_OBJECTIVE_.
Turn the lines of the entries below, from the line containing "One keypoint belongs on each instance. Indicate the infiniti" through the end of the entries, into a Markdown table with the columns Row and Line, numbering each row and skipping blank lines.

_ _ _ _ _ _ _

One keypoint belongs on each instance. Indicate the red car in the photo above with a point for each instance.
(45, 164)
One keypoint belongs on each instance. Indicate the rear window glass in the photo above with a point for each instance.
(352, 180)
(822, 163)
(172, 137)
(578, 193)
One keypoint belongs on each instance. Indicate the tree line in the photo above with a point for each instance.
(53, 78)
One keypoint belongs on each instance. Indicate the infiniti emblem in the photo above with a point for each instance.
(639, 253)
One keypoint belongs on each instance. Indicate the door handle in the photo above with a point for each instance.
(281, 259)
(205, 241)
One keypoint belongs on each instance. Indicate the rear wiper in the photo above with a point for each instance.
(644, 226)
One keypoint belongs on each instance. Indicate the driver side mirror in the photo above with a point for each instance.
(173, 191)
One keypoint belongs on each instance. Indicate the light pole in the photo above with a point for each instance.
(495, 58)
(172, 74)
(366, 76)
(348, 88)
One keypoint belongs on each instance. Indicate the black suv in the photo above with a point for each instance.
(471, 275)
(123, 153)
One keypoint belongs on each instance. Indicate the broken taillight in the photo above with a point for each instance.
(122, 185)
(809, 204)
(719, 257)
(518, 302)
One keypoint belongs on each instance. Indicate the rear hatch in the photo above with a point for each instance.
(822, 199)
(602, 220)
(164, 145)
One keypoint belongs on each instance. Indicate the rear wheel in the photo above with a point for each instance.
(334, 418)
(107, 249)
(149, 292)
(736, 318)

_ _ _ _ _ _ _

_THE RESULT_.
| Row | Line |
|---|---|
| 1 | One keypoint belongs on each instance. Indicate the infiniti emblem in the photo above with a point for each instance. |
| 2 | (639, 253) |
| 3 | One keypoint belongs on each instance. Indicate the door handle in the photo above with a point for each instance. |
| 4 | (281, 259) |
| 5 | (205, 241) |
| 6 | One keypoint belongs on each instance. Indicate the rear wiper in the photo above with a point for each instance. |
| 7 | (644, 226) |
| 8 | One keypoint belongs on each instance. Indicate the driver side mirror in the photo above with a point for each instance. |
| 9 | (173, 191) |
| 10 | One keypoint belongs on each instance. Indicate the light pole in the photo above with a point for each instance. |
| 11 | (495, 58) |
| 12 | (172, 74) |
| 13 | (366, 76) |
| 14 | (348, 88) |
| 15 | One keypoint belongs on each instance. Indicate the black suv in the photo above with a point for each instance. |
| 16 | (471, 275) |
| 17 | (123, 153) |
| 18 | One keypoint belongs on each instance. Indicate the broken taillight in the photo above with a point for each instance. |
| 19 | (122, 185) |
| 20 | (809, 204) |
| 21 | (719, 257) |
| 22 | (518, 302) |
| 23 | One keypoint belongs on each instance. Indicate the rear hatch in the photo above with a point for each instance. |
| 24 | (822, 199) |
| 25 | (602, 220) |
| 26 | (164, 145) |
| 27 | One keypoint belongs on each instance. Indicate the rear wheel in the photo above with a point for each instance. |
| 28 | (334, 418) |
| 29 | (107, 249) |
| 30 | (149, 292) |
| 31 | (736, 318) |